**EXERCISE GOAL**
Line by line, write out the material exactly.

**SUPPLIED RECORDS**
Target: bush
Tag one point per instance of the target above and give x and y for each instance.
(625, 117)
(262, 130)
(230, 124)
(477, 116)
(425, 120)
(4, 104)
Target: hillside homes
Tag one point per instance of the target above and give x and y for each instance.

**WORKED SOLUTION**
Target: bush
Tag one point per instance of the target above and give x and y for each instance.
(625, 117)
(262, 130)
(230, 124)
(477, 116)
(425, 120)
(4, 104)
Target: hillside homes
Tag one point per instance of the target above and give x and y for each instance.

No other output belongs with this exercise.